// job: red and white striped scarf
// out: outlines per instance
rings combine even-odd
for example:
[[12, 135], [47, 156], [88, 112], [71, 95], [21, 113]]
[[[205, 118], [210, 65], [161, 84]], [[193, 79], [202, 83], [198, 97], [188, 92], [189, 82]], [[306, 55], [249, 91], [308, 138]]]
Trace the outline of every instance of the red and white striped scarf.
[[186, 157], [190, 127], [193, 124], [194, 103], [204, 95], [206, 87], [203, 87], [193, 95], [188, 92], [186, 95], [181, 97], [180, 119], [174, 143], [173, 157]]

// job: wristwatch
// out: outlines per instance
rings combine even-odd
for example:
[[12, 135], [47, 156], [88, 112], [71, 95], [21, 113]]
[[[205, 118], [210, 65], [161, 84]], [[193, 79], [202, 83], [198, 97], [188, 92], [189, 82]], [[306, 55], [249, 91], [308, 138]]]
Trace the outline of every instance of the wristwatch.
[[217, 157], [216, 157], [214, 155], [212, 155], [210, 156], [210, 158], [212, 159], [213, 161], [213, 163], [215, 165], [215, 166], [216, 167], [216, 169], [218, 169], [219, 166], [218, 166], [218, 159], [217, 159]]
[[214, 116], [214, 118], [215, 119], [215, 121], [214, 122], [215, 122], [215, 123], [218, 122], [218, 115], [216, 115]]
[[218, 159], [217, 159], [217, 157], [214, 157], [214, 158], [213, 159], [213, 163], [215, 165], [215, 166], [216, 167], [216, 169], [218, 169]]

=-=-=-=-=

* **TASK GOAL**
Could you write these lines out again, swapping "even-odd" for "nonzero" and leaving everything else as it is?

* **REPLY**
// job: red and white striped scarf
// out: outlines per instance
rings combine nonzero
for example:
[[12, 135], [47, 156], [88, 112], [71, 95], [21, 113]]
[[[205, 118], [210, 65], [161, 84]], [[193, 79], [202, 83], [198, 97], [188, 92], [189, 82]], [[306, 55], [249, 91], [308, 138]]]
Trace the outline of every instance of the red and white striped scarf.
[[186, 157], [190, 127], [193, 124], [194, 103], [204, 95], [206, 87], [203, 87], [193, 95], [188, 92], [186, 95], [181, 97], [180, 119], [174, 143], [173, 157]]

// job: wristwatch
// out: outlines per instance
rings combine nonzero
for example:
[[12, 135], [47, 156], [88, 112], [71, 95], [21, 113]]
[[[205, 118], [210, 65], [161, 84]], [[193, 79], [202, 83], [198, 97], [188, 92], [189, 82]], [[306, 55], [249, 91], [308, 138]]]
Trace the outline of every instance of the wristwatch.
[[217, 157], [216, 157], [214, 155], [212, 155], [210, 156], [210, 158], [212, 159], [213, 161], [213, 163], [215, 165], [215, 166], [216, 167], [216, 169], [218, 169], [219, 166], [218, 166], [218, 159], [217, 159]]
[[214, 116], [214, 118], [215, 119], [215, 121], [214, 122], [215, 122], [215, 123], [218, 122], [218, 115], [216, 115]]
[[218, 159], [217, 159], [217, 157], [214, 157], [214, 158], [213, 159], [213, 163], [215, 165], [215, 166], [216, 167], [216, 169], [218, 169]]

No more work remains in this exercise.